>> START PROVIDED MATERIAL

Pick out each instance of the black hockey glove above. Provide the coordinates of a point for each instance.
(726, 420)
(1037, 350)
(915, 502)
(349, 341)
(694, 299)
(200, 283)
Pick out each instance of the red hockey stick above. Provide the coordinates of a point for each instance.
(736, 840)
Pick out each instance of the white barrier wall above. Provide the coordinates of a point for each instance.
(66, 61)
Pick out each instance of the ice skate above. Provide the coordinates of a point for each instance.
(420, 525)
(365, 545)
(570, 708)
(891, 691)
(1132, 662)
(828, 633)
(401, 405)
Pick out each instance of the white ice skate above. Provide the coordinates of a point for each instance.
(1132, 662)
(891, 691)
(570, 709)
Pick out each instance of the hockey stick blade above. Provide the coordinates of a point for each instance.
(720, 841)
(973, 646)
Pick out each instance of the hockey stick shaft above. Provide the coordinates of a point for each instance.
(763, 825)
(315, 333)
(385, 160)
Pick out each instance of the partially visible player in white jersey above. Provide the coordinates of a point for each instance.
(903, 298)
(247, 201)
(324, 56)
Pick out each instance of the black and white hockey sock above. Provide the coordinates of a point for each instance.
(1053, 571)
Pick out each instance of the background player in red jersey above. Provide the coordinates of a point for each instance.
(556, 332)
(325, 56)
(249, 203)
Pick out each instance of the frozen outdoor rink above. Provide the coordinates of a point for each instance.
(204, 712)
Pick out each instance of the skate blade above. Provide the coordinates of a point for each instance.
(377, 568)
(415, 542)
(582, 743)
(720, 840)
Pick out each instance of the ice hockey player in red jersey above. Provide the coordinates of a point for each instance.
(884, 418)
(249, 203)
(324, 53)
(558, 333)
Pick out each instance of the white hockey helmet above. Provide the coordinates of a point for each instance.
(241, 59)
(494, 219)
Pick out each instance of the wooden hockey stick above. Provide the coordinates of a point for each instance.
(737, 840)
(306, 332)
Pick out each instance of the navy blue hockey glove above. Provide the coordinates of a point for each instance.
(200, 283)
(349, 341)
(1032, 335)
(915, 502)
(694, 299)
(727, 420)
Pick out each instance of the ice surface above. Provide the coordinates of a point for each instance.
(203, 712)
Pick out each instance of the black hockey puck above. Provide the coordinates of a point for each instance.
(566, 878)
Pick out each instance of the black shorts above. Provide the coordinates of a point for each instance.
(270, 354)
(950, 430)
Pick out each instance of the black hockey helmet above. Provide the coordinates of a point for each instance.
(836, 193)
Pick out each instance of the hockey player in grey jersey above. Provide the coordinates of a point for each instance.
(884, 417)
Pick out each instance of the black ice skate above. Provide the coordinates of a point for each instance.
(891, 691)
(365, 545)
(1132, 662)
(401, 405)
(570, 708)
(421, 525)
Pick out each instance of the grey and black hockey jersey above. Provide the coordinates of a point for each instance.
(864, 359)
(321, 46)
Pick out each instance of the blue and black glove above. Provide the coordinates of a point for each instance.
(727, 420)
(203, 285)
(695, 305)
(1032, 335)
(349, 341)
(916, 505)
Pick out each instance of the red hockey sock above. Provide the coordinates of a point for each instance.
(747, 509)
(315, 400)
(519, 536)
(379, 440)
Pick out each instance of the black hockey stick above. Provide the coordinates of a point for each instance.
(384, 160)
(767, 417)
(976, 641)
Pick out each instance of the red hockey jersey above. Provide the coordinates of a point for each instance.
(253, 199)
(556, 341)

>> END PROVIDED MATERIAL

__AIM OF THE EXERCISE__. Can you copy the records above word for word, starting at the line containing "Pick out each instance of the black ice" and running through the end of the records?

__ANSWER FOR THIS EXERCISE__.
Pick out each instance of the black ice skate above. Provide the coordinates of a point for each instance.
(891, 691)
(365, 545)
(1132, 662)
(401, 405)
(570, 708)
(421, 525)
Pick out each instance of the grey and black hockey jersey above. Provide the coordinates of a point for each instance.
(864, 359)
(321, 46)
Pick out each instance of the blue and black glove above. Provide the coordinates of a point for each instance.
(727, 420)
(203, 285)
(695, 305)
(1032, 335)
(349, 341)
(916, 505)
Pick out each instance of the red hockey sock above. Provide the coordinates of a point for each instance.
(747, 509)
(315, 400)
(519, 536)
(379, 440)
Pick out each instance of the black hockey stick above. Provide the coordinates of a point for each instance.
(384, 160)
(767, 417)
(976, 641)
Pick out each instance of the red hockey jersey above. Provide the coordinates of a point for each instance.
(253, 199)
(556, 341)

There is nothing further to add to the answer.